··· RECORDED DATA
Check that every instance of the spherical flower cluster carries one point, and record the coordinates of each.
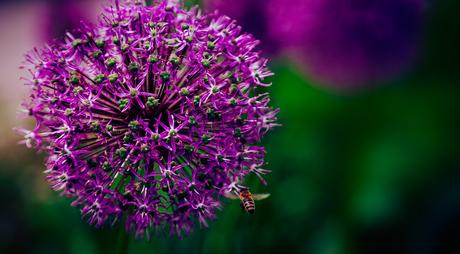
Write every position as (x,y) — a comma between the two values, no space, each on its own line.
(150,116)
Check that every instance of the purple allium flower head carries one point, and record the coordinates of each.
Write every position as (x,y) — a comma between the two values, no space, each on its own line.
(350,43)
(151,115)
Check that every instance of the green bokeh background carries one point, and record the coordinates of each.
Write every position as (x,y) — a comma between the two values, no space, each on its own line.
(375,171)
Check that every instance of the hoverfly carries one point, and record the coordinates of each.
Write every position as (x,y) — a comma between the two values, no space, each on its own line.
(246,198)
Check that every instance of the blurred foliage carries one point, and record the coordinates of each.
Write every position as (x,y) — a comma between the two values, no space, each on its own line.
(371,172)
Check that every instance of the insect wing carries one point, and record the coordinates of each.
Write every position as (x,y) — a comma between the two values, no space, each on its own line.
(231,195)
(260,196)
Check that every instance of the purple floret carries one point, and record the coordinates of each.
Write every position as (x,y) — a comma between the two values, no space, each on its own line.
(150,116)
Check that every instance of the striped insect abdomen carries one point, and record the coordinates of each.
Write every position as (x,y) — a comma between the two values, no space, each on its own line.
(247,202)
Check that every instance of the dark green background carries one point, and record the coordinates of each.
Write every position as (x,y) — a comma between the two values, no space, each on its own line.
(374,171)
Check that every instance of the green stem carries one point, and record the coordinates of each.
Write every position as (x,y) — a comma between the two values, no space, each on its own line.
(123,241)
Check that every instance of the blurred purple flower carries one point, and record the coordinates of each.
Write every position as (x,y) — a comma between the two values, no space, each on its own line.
······
### WHAT IS EXPECTED
Edit the listing above so that "carries one point" becomes "is marked with a single point" everywhere, leaving all other text unchanged. Omit the pictures from your output.

### WRITTEN REPLY
Check that every instance of the spherical flower cluster is marked with a single point, and record the coordinates of each.
Write every position as (x,y) — a comma between the two values, no space, each on its own line.
(150,116)
Check that every instance of the purple allium flower head is marked with a single point, and record the coordinates of each.
Write every position as (x,y) — a comma between the two values, no space, each on its own line.
(350,43)
(151,115)
Check that every instance of the green bokeh background is marked with a single point, and record the coordinates of each.
Write every position as (x,y) — a comma between the two values, no space, each on its own line.
(375,171)
Check that every instance of the hoverfly is marked with a single point, and record the coordinates of each.
Write every position as (x,y) — a comma between the two values, no space, each on its own line.
(246,198)
Check that every instance of the blurred foliage is marked with a single point, and record the coordinates of each.
Write every position as (x,y) — a comma between the two values, no space, each on its own line.
(371,172)
Check that every instance of the insect wing is marked with a single point, and record the coordinates of each.
Write every position as (x,y) — a comma between the two values, no space, each on its own line.
(231,195)
(260,196)
Check that every instance of the purple floret is marked with a single point, and record the coordinates of each.
Write every position as (x,y) — a comma between the two values, no space, each on its own line.
(150,116)
Check that every instance of the striped insect abdomen is marked with a single point, and record the coordinates of each.
Write every position as (x,y) — a comma between the two values, no space, each on its own line.
(247,202)
Check that every instance of the dark green background is marked with a single point, and record the coordinates of each.
Write every position as (x,y) — a comma between the two values, no space, each on its own line.
(374,171)
Check that every instance of the green stem is marked with a single point, and record the coordinates of each.
Write every position as (x,y) — a comma between the two values, no space, each on its own line.
(123,241)
Check that every instance of the blurred purple flower is marked with a single point, and record the coordinates of each.
Write every position as (x,y) — a comma between the two values, no space, each on its own line.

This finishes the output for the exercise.